- [TEXTO CITADO]
Parecía una tormenta normal pero el peso del agua era diferente, como el de una lluvia metálica. Se sentía la presión empujando los techos y borrando toda la variedad musical de las lluvias ordinarias, que sacan una nota distinta de cada material que tocan. Fueron dos descargas interminables, de más de dos horas cada una. Interminables y rectas, como si sucedieran en un enorme laboratorio donde se estuviera estudiando la conducta de un diluvio en el vacío.

Entre ambos picos, y creyendo que no habría naturaleza capaz de formar un segundo a la altura del primero, salí a buscar a mi hija, a tres kilómetros de casa. No andaban los semáforos y ya había gente haciendo compras en la línea de negocios que dan al pequeño bosque de la estación de Gonnet, señales clásicas de un final de tormenta. Para la segunda descarga ya estaba otra vez en casa, un poco fastidiado por el error de cálculo que me impidió advertir lo que iba a caer del cielo inmóvil mientras guardaba el auto. Entré hecho sopa y llamé a mi hijo mayor para saber si estaba a resguardo. Es grande y sabe cuidarse, pero me quedo más tranquilo si me lo demuestra. Cerrado el círculo de seguridad sobre los íntimos, si la tormenta supernumeraria quería regresar, que regresara.

La lluvia, primer entretenimiento de la humanidad, sigue siendo un espectáculo de la naturaleza que vale la pena volver a ver. Me asomé a una ventana y vi correr un arroyo por la calle en pendiente en la que vivo (un arroyo cordobés, caudaloso pero bajo), y luego la tormenta se agotó como si alguien, el mismo que la abrió dos veces, hubiera cerrado una llave de paso.

[Entradas tomadas de una colección]

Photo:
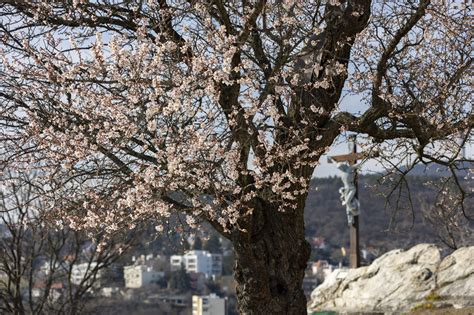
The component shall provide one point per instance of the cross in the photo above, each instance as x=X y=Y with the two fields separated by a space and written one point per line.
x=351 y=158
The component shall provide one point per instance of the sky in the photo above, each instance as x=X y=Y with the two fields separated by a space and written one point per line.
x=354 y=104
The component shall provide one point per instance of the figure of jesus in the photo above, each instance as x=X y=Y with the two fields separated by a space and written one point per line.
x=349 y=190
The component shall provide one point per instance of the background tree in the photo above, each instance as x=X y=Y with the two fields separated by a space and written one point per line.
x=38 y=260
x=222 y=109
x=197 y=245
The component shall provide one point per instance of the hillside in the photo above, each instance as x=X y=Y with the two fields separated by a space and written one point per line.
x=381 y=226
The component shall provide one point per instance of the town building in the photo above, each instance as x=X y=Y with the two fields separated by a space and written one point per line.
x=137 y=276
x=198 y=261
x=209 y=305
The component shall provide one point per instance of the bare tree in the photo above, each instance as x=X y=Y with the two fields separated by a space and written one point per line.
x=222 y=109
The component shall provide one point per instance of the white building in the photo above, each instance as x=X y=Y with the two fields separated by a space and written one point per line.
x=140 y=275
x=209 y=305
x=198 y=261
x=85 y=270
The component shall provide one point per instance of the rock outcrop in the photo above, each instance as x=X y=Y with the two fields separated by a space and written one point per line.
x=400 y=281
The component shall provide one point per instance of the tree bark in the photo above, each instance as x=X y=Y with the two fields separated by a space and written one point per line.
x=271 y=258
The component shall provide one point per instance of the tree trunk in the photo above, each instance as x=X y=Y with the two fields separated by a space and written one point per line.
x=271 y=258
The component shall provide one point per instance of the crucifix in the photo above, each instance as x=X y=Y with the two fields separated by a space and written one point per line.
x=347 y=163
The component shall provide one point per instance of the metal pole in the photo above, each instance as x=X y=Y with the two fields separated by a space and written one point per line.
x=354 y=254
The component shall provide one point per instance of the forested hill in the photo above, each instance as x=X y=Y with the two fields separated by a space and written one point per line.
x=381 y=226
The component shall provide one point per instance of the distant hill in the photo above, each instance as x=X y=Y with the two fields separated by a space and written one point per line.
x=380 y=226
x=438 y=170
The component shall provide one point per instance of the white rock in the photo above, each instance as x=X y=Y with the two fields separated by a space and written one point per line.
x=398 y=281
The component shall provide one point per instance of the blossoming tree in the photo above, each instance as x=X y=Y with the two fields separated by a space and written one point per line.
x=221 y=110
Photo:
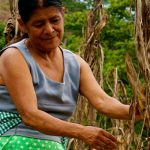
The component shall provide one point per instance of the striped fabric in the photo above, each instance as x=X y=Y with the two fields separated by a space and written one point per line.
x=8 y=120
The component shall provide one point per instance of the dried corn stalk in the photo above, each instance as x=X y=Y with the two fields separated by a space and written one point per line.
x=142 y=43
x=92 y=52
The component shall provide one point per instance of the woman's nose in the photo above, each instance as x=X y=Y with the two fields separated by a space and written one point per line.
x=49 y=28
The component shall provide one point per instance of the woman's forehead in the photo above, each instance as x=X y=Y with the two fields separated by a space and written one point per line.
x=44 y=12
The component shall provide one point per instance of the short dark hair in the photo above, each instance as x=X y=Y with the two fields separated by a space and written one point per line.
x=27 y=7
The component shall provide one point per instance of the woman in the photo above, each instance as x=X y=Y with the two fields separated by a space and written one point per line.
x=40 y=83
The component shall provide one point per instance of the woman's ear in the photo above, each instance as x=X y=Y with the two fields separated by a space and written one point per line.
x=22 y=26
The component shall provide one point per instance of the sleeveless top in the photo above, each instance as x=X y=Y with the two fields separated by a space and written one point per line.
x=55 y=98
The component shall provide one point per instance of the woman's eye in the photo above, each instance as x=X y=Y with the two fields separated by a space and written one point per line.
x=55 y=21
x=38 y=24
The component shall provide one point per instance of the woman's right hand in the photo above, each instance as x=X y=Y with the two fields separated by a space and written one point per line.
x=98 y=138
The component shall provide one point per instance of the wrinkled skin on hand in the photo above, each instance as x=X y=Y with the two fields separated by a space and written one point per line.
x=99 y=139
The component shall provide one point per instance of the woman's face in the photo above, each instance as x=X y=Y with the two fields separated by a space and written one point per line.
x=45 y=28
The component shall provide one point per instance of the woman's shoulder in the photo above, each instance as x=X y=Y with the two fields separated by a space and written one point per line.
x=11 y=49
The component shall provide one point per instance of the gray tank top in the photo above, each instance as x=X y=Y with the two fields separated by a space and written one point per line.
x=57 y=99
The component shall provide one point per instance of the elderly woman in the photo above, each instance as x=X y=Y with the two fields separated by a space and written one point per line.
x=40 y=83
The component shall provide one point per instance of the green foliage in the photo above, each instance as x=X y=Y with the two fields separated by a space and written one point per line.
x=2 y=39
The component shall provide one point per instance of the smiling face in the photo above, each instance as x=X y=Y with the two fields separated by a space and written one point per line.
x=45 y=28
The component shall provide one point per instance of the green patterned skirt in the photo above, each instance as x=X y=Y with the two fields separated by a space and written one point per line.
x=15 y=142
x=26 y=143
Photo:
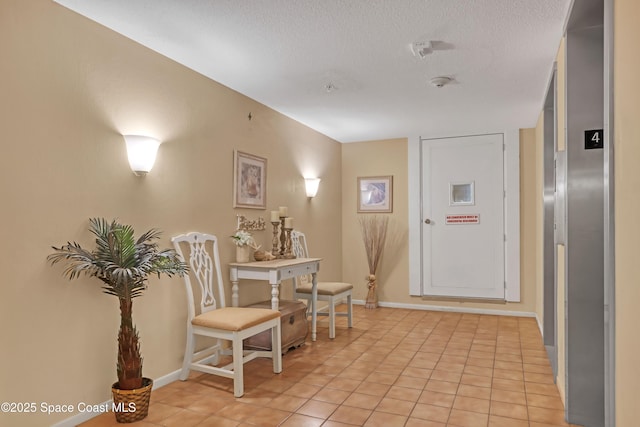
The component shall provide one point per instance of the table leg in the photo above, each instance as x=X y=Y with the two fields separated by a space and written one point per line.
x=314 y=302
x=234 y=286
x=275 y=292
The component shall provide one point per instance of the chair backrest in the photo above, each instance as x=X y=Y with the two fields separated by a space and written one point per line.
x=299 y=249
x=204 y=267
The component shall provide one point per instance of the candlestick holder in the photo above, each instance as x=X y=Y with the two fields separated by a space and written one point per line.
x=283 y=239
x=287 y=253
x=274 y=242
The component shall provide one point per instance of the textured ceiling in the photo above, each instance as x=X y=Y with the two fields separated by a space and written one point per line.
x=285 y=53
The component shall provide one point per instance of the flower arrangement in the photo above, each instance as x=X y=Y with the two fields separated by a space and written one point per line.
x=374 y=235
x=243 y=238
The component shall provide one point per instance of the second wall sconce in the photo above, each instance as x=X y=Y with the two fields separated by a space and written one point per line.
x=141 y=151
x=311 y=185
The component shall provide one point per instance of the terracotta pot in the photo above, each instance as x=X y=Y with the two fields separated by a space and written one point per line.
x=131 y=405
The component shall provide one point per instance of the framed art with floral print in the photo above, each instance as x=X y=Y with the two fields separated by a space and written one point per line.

* * *

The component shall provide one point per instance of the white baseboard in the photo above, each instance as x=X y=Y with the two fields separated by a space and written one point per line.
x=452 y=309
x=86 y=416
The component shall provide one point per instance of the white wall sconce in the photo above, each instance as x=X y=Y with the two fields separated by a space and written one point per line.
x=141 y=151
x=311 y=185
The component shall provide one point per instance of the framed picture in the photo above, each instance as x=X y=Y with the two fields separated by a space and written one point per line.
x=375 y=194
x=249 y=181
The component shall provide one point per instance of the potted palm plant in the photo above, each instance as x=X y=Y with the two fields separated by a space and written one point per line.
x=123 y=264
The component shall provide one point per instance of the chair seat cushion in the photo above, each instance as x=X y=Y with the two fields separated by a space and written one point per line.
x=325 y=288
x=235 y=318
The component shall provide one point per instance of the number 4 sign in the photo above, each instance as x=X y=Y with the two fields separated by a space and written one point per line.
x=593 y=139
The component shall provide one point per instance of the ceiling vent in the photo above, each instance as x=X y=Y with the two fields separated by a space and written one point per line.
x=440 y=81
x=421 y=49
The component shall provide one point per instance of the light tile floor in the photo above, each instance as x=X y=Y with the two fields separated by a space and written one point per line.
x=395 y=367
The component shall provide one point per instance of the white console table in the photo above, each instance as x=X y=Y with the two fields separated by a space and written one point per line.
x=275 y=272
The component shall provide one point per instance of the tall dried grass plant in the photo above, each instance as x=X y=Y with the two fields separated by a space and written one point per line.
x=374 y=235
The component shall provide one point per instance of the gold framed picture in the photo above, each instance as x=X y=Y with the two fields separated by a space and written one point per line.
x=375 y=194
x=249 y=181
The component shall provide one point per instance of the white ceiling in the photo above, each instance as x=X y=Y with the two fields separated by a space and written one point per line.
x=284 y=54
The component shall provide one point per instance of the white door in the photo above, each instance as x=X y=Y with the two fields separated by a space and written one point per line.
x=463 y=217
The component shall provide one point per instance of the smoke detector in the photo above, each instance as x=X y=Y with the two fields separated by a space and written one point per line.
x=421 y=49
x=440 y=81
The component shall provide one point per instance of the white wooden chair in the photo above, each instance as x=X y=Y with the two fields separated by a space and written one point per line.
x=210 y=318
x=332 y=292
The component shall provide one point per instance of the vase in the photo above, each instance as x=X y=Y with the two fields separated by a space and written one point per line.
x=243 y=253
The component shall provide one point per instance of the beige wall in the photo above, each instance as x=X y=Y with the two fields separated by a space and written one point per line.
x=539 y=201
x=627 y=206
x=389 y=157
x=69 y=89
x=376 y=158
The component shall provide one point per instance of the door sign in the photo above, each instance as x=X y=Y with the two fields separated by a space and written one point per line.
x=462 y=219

- [LISTA DE TAREAS]
a - Dispón en una tabla Markdown, con las columnas «Posición» y «Línea», las líneas de los registros: empieza por la que contiene "The component shall provide one point per instance of the town" y detente tras la que contiene "x=400 y=281", sin incluir las líneas en blanco.
b - Retoma el relato de la tormenta después de su última oración y continúalo.
Los registros no guardan ninguna relación con el texto.

- [RESULTADOS ESPERADOS]
a -
| Posición | Línea |
|---|---|
| 1 | The component shall provide one point per instance of the town building in the photo above, each instance as x=X y=Y with the two fields separated by a space and written one point per line. |
| 2 | x=137 y=276 |
| 3 | x=198 y=261 |
| 4 | x=209 y=305 |
| 5 | The component shall provide one point per instance of the bare tree in the photo above, each instance as x=X y=Y with the two fields separated by a space and written one point per line. |
| 6 | x=222 y=109 |
| 7 | The component shall provide one point per instance of the white building in the photo above, each instance as x=X y=Y with the two fields separated by a space and written one point per line. |
| 8 | x=140 y=275 |
| 9 | x=209 y=305 |
| 10 | x=198 y=261 |
| 11 | x=85 y=270 |
| 12 | The component shall provide one point per instance of the rock outcrop in the photo above, each instance as x=X y=Y with the two fields separated by a space and written one point per line. |
| 13 | x=400 y=281 |

b -
A las 11 de la noche se cortó el servicio de Cablevisión y Fibertel, y aquí se produce una laguna en mi experiencia inmediata. Sin televisión ni periodismo digital, siameses que aman las catástrofes, me quedo sin noticias. Por WhatsApp llegan mensajes de amigos en problemas, pero la señal se corta y por lo que ha ocurrido en mi cuadra –nada– se puede pensar que mañana será otro día y entonces conoceremos las novedades esperables, y un poco aburridas, sobre la aventura inocua de otra inundación.

Pero no hay aislamiento, accidental o voluntario, a cuyas costas no llegue tarde o temprano el oleaje de la realidad. La mañana se presenta silenciosa y quieta. Las noticias no son buenas y llegan directamente de sus fuentes. Llamo a mi amigo Marcelo Miró, que vive en 23 y 35, barrio de La Loma. En su manzana hubo ocho muertos. Llamar “río” al desfile de agua negra que pasó por su calle, entró en su casa y acumuló 15 autos en la esquina no representa con fidelidad los hechos naturales, ilegibles cuando se desatan por sorpresa. El agua no pasaba: se centrifugaba en conos.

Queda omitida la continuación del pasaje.